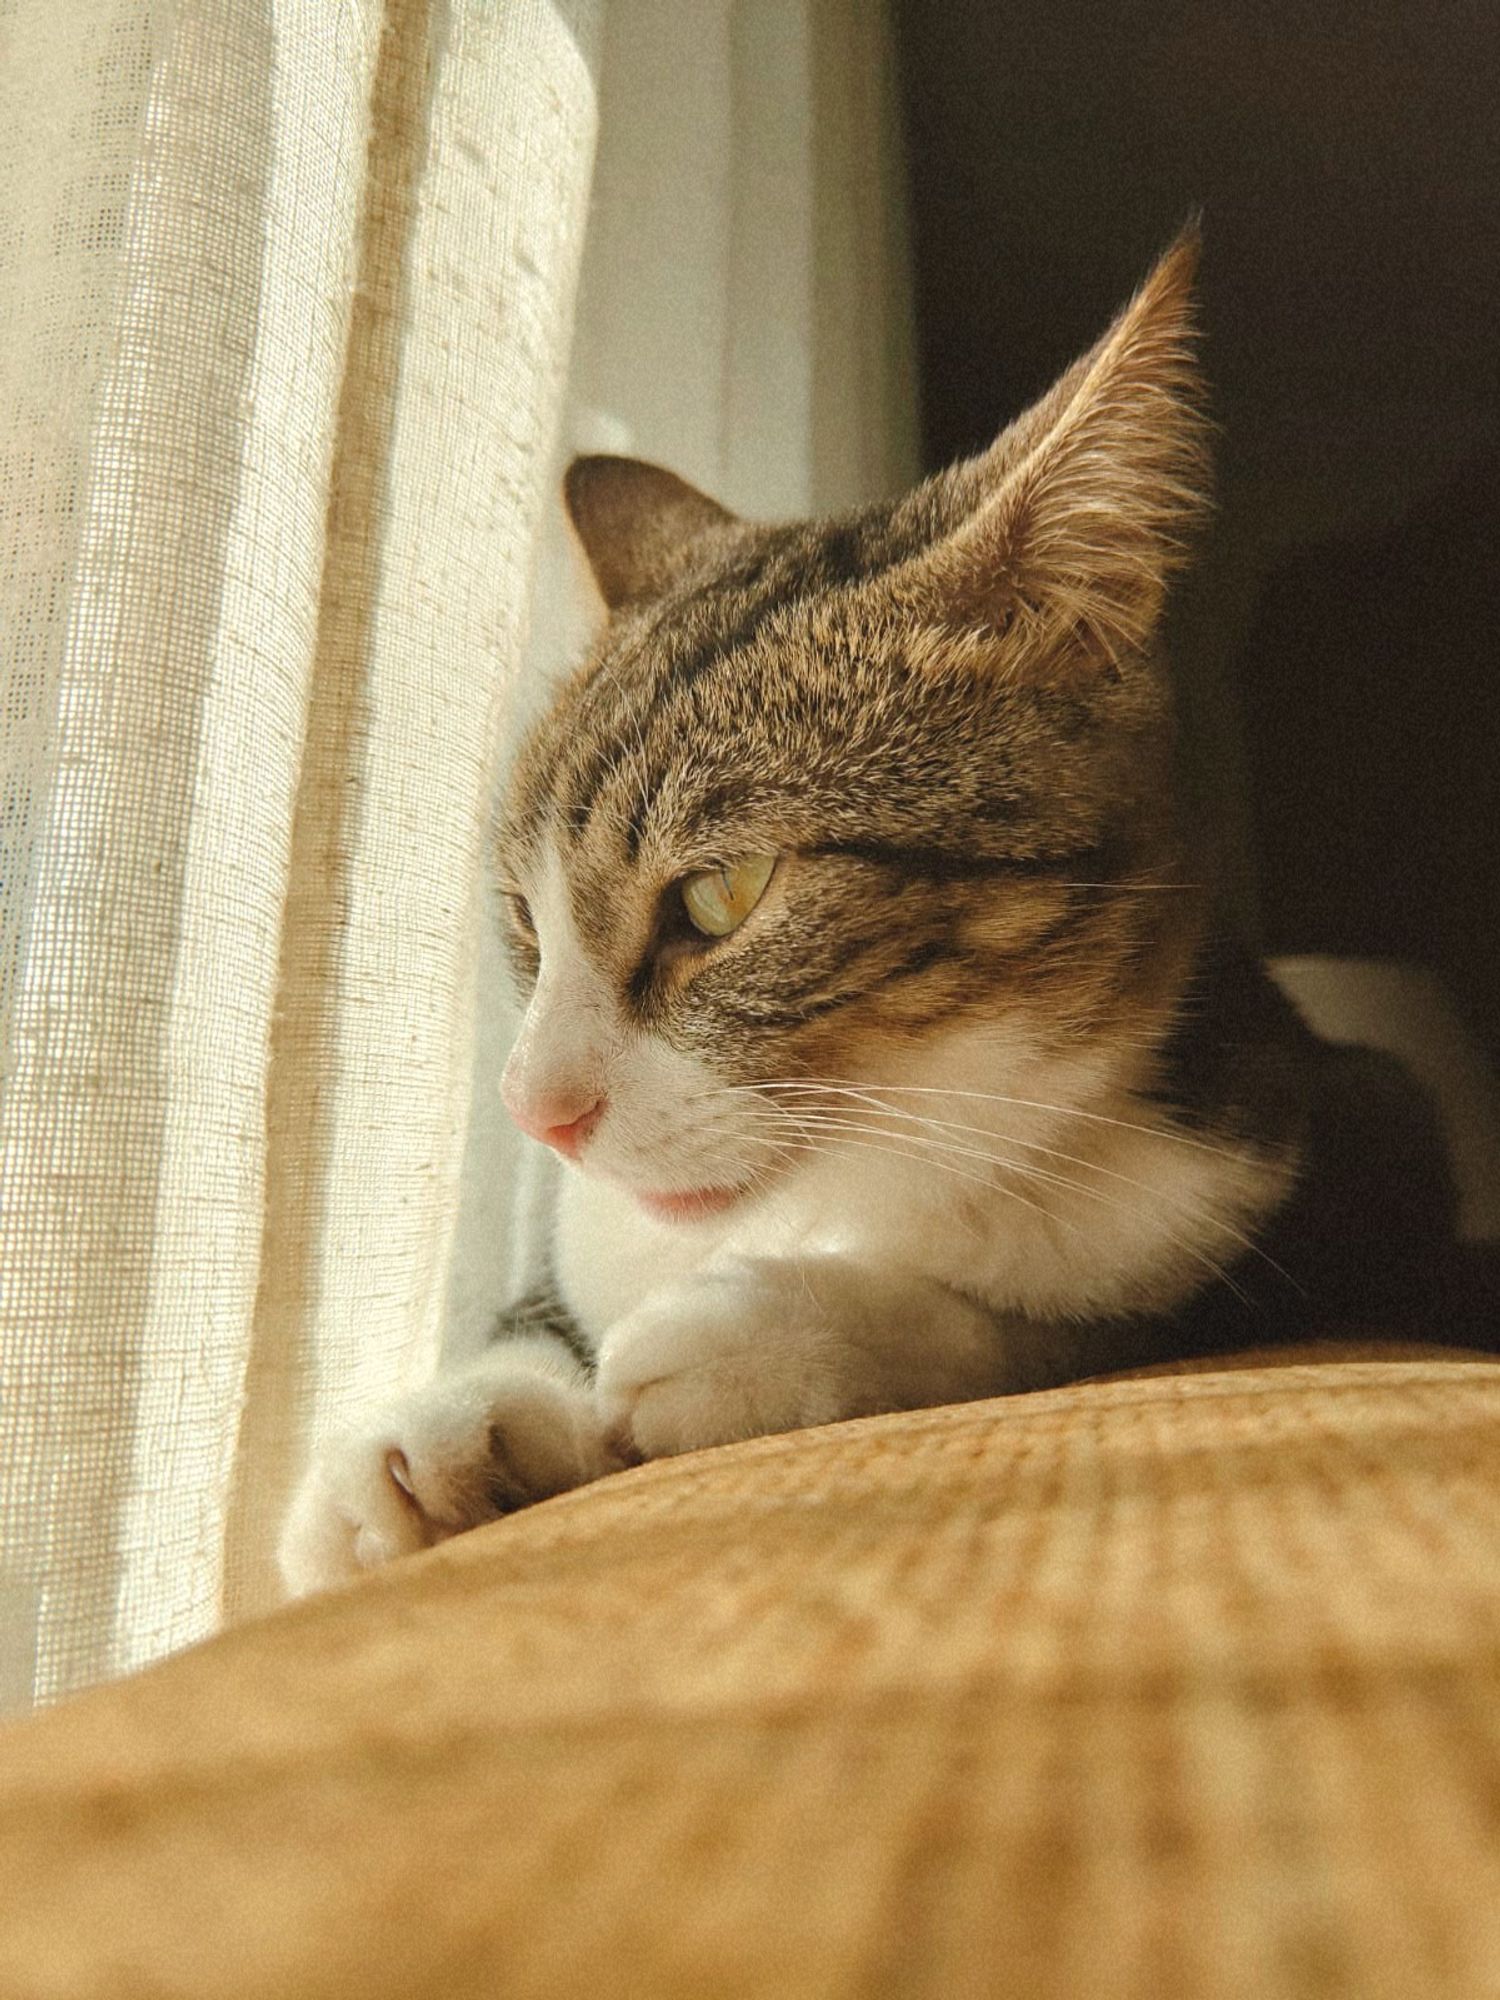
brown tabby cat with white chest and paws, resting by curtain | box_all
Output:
[282,232,1450,1590]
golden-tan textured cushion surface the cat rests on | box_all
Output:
[0,1350,1500,2000]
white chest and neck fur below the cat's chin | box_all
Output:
[556,1044,1292,1342]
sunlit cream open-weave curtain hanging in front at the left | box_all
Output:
[0,0,596,1702]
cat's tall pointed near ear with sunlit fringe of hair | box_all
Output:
[892,228,1208,680]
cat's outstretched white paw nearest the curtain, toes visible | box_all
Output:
[280,1338,622,1596]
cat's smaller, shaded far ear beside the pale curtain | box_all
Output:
[562,456,736,610]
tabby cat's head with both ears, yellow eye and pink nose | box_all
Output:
[498,238,1204,1216]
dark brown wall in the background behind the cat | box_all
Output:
[896,0,1500,1054]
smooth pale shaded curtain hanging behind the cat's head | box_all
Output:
[448,0,918,1354]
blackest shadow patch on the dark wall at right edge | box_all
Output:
[1238,460,1500,1058]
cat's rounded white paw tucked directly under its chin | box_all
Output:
[598,1260,854,1458]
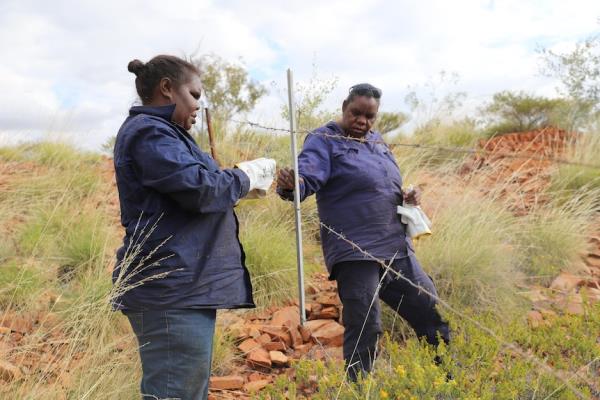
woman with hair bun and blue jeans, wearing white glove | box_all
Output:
[113,55,275,400]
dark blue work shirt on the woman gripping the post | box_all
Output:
[279,122,412,273]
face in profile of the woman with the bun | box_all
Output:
[171,74,202,131]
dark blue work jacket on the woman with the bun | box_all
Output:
[113,105,254,311]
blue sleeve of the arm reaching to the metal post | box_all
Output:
[278,134,331,201]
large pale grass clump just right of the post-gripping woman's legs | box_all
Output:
[416,187,519,314]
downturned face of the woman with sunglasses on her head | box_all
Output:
[341,96,379,138]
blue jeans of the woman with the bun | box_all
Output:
[124,309,216,400]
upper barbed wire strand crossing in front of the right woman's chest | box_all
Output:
[229,119,600,170]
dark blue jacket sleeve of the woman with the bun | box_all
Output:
[131,125,250,213]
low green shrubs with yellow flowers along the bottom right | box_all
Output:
[259,306,600,400]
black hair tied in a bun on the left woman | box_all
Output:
[127,55,200,104]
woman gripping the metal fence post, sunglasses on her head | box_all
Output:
[277,83,450,380]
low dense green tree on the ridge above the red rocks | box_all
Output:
[482,90,569,136]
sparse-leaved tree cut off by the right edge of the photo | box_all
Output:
[539,34,600,130]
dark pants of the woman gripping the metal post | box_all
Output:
[333,255,450,380]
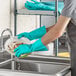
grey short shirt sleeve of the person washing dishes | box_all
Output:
[61,0,76,19]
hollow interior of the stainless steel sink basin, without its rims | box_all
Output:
[17,62,69,75]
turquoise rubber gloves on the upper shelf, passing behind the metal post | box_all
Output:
[25,0,64,15]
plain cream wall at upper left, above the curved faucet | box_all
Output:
[0,0,10,35]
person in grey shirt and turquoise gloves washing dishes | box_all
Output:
[14,0,76,76]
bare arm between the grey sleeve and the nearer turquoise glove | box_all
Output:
[41,16,70,45]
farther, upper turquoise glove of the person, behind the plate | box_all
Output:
[17,26,46,40]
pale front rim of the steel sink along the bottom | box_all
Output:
[0,69,71,76]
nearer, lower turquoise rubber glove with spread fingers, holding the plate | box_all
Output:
[14,39,48,57]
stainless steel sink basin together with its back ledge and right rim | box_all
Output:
[15,55,70,76]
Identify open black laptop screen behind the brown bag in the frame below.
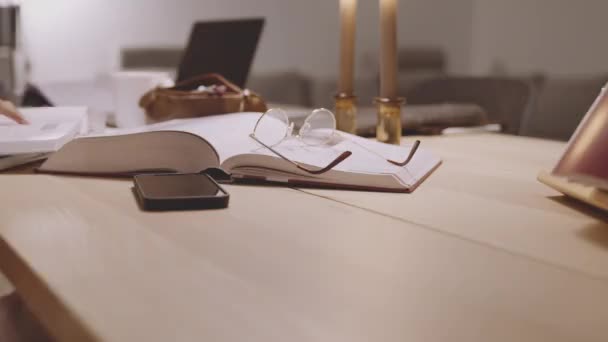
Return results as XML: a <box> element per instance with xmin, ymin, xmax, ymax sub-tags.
<box><xmin>177</xmin><ymin>18</ymin><xmax>265</xmax><ymax>88</ymax></box>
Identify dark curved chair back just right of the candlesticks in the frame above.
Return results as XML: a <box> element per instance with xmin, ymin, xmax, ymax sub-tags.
<box><xmin>406</xmin><ymin>77</ymin><xmax>532</xmax><ymax>134</ymax></box>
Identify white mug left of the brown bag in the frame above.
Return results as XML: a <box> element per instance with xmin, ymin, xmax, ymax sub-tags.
<box><xmin>112</xmin><ymin>71</ymin><xmax>172</xmax><ymax>128</ymax></box>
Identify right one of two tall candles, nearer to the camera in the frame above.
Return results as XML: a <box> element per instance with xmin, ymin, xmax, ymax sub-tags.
<box><xmin>380</xmin><ymin>0</ymin><xmax>397</xmax><ymax>99</ymax></box>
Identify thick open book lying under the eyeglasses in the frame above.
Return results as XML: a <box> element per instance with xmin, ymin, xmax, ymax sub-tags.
<box><xmin>39</xmin><ymin>113</ymin><xmax>441</xmax><ymax>192</ymax></box>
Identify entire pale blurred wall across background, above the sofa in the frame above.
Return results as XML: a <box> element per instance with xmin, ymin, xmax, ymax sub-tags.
<box><xmin>16</xmin><ymin>0</ymin><xmax>608</xmax><ymax>81</ymax></box>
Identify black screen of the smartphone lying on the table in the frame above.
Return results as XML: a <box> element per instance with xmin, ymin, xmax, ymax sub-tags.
<box><xmin>137</xmin><ymin>174</ymin><xmax>224</xmax><ymax>198</ymax></box>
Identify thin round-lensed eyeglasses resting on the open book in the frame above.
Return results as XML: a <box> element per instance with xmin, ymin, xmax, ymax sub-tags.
<box><xmin>249</xmin><ymin>108</ymin><xmax>420</xmax><ymax>175</ymax></box>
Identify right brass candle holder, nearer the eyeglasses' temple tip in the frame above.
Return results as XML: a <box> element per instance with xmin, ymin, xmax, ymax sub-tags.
<box><xmin>374</xmin><ymin>97</ymin><xmax>405</xmax><ymax>145</ymax></box>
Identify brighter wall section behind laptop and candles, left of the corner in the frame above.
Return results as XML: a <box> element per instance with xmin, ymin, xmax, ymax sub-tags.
<box><xmin>23</xmin><ymin>0</ymin><xmax>473</xmax><ymax>81</ymax></box>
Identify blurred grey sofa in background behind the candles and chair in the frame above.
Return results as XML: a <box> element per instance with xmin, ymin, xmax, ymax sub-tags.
<box><xmin>248</xmin><ymin>72</ymin><xmax>608</xmax><ymax>141</ymax></box>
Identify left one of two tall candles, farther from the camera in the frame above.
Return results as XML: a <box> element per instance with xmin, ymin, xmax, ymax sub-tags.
<box><xmin>338</xmin><ymin>0</ymin><xmax>357</xmax><ymax>95</ymax></box>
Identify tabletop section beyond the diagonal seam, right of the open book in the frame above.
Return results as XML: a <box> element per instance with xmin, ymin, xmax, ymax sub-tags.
<box><xmin>305</xmin><ymin>134</ymin><xmax>608</xmax><ymax>280</ymax></box>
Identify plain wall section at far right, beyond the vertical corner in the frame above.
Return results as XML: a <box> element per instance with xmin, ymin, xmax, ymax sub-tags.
<box><xmin>471</xmin><ymin>0</ymin><xmax>608</xmax><ymax>75</ymax></box>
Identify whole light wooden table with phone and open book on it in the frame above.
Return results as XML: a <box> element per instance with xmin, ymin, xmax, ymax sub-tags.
<box><xmin>0</xmin><ymin>135</ymin><xmax>608</xmax><ymax>342</ymax></box>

════════════════════

WHAT THE TASK ASKS ▸
Your reply must reproduce all of the entries exactly and contain no pictures.

WRITTEN SOLUTION ▸
brown tabby cat with white chest and paws, resting by curtain | box_all
Output:
[282,232,1450,1590]
golden-tan textured cushion surface the cat rests on | box_all
Output:
[0,1350,1500,2000]
white chest and neck fur below the cat's chin | box_all
Output:
[556,1044,1292,1342]
sunlit cream open-weave curtain hanging in front at the left | box_all
Output:
[0,0,596,1702]
cat's tall pointed near ear with sunlit fringe of hair | box_all
Output:
[892,228,1208,680]
cat's outstretched white paw nearest the curtain, toes visible | box_all
Output:
[280,1338,622,1596]
cat's smaller, shaded far ear beside the pale curtain | box_all
Output:
[562,456,736,610]
tabby cat's head with both ears, yellow eye and pink nose | box_all
Output:
[498,238,1204,1216]
dark brown wall in the background behind the cat | box_all
Output:
[896,0,1500,1054]
smooth pale shaded curtain hanging behind the cat's head | box_all
Output:
[448,0,918,1354]
blackest shadow patch on the dark wall at right edge | box_all
Output:
[1238,460,1500,1058]
cat's rounded white paw tucked directly under its chin | box_all
Output:
[598,1260,854,1458]
woman with hair bun and blue jeans, wearing white glove | box_all
Output:
[113,55,275,400]
dark blue work shirt on the woman gripping the post | box_all
Output:
[279,122,412,273]
face in profile of the woman with the bun | box_all
Output:
[171,74,202,131]
dark blue work jacket on the woman with the bun | box_all
Output:
[113,105,254,311]
blue sleeve of the arm reaching to the metal post | box_all
Output:
[278,134,331,201]
large pale grass clump just right of the post-gripping woman's legs | box_all
Output:
[416,187,519,314]
downturned face of the woman with sunglasses on her head | box_all
Output:
[341,96,379,138]
blue jeans of the woman with the bun | box_all
Output:
[124,309,216,400]
upper barbed wire strand crossing in front of the right woman's chest | box_all
Output:
[229,119,600,170]
dark blue jacket sleeve of the woman with the bun | box_all
Output:
[131,125,250,213]
low green shrubs with yellow flowers along the bottom right | box_all
Output:
[259,306,600,400]
black hair tied in a bun on the left woman | box_all
Output:
[127,55,200,104]
woman gripping the metal fence post, sunglasses on her head | box_all
Output:
[277,83,450,380]
low dense green tree on the ridge above the red rocks | box_all
Output:
[482,90,569,136]
sparse-leaved tree cut off by the right edge of the photo | box_all
Output:
[539,34,600,130]
dark pants of the woman gripping the metal post | box_all
Output:
[333,255,450,380]
grey short shirt sleeve of the person washing dishes | box_all
Output:
[61,0,76,19]
hollow interior of the stainless steel sink basin, without its rims | box_all
Output:
[17,62,69,75]
turquoise rubber gloves on the upper shelf, passing behind the metal post | box_all
Output:
[25,0,64,15]
plain cream wall at upper left, above the curved faucet | box_all
Output:
[0,0,10,35]
person in grey shirt and turquoise gloves washing dishes | box_all
Output:
[14,0,76,76]
bare arm between the grey sleeve and the nearer turquoise glove | box_all
Output:
[41,16,70,45]
farther, upper turquoise glove of the person, behind the plate | box_all
Output:
[17,26,46,40]
pale front rim of the steel sink along the bottom | box_all
Output:
[0,69,71,76]
nearer, lower turquoise rubber glove with spread fingers, holding the plate | box_all
Output:
[14,39,48,57]
stainless steel sink basin together with its back ledge and right rim | box_all
Output:
[15,55,70,76]
Identify open black laptop screen behind the brown bag in the frame below.
Return results as XML: a <box> element per instance with xmin, ymin, xmax, ymax sub-tags.
<box><xmin>177</xmin><ymin>18</ymin><xmax>265</xmax><ymax>88</ymax></box>
Identify dark curved chair back just right of the candlesticks in the frame above.
Return results as XML: a <box> element per instance with xmin, ymin, xmax, ymax sub-tags.
<box><xmin>406</xmin><ymin>77</ymin><xmax>532</xmax><ymax>134</ymax></box>
Identify white mug left of the brown bag in the frame above.
Return results as XML: a <box> element per instance with xmin, ymin, xmax, ymax sub-tags.
<box><xmin>112</xmin><ymin>71</ymin><xmax>172</xmax><ymax>128</ymax></box>
Identify right one of two tall candles, nearer to the camera in the frame above.
Return results as XML: a <box> element per instance with xmin, ymin, xmax, ymax sub-tags.
<box><xmin>380</xmin><ymin>0</ymin><xmax>397</xmax><ymax>99</ymax></box>
Identify thick open book lying under the eyeglasses in the frame above.
Return results as XML: a <box> element per instance with xmin, ymin, xmax, ymax sub-tags.
<box><xmin>39</xmin><ymin>113</ymin><xmax>441</xmax><ymax>192</ymax></box>
Identify entire pale blurred wall across background, above the sofa in the frame above.
Return results as XML: a <box> element per instance with xmin, ymin, xmax, ymax sub-tags.
<box><xmin>16</xmin><ymin>0</ymin><xmax>608</xmax><ymax>81</ymax></box>
Identify black screen of the smartphone lying on the table in the frame above.
Return results as XML: a <box> element per instance with xmin, ymin, xmax, ymax sub-tags.
<box><xmin>137</xmin><ymin>174</ymin><xmax>224</xmax><ymax>198</ymax></box>
Identify thin round-lensed eyeglasses resting on the open book in the frame above.
Return results as XML: a <box> element per instance with xmin, ymin, xmax, ymax sub-tags.
<box><xmin>249</xmin><ymin>108</ymin><xmax>420</xmax><ymax>175</ymax></box>
Identify right brass candle holder, nearer the eyeglasses' temple tip in the frame above.
Return results as XML: a <box> element per instance with xmin, ymin, xmax, ymax sub-tags.
<box><xmin>374</xmin><ymin>97</ymin><xmax>405</xmax><ymax>145</ymax></box>
Identify brighter wall section behind laptop and candles, left of the corner in the frame above.
Return results as XML: a <box> element per instance with xmin, ymin, xmax, ymax sub-tags.
<box><xmin>23</xmin><ymin>0</ymin><xmax>473</xmax><ymax>81</ymax></box>
Identify blurred grey sofa in background behind the candles and chair in the frame above.
Return results as XML: a <box> element per instance with xmin, ymin, xmax, ymax sub-tags.
<box><xmin>248</xmin><ymin>72</ymin><xmax>608</xmax><ymax>141</ymax></box>
Identify left one of two tall candles, farther from the camera in the frame above.
Return results as XML: a <box> element per instance with xmin, ymin, xmax, ymax sub-tags.
<box><xmin>338</xmin><ymin>0</ymin><xmax>357</xmax><ymax>95</ymax></box>
Identify tabletop section beyond the diagonal seam, right of the open book in the frame above.
Return results as XML: a <box> element per instance with xmin, ymin, xmax, ymax sub-tags.
<box><xmin>305</xmin><ymin>134</ymin><xmax>608</xmax><ymax>280</ymax></box>
Identify plain wall section at far right, beyond the vertical corner in the frame above.
Return results as XML: a <box> element per instance with xmin, ymin, xmax, ymax sub-tags.
<box><xmin>471</xmin><ymin>0</ymin><xmax>608</xmax><ymax>75</ymax></box>
Identify whole light wooden table with phone and open book on it in the frame above.
Return results as XML: a <box> element per instance with xmin, ymin, xmax, ymax sub-tags.
<box><xmin>0</xmin><ymin>135</ymin><xmax>608</xmax><ymax>342</ymax></box>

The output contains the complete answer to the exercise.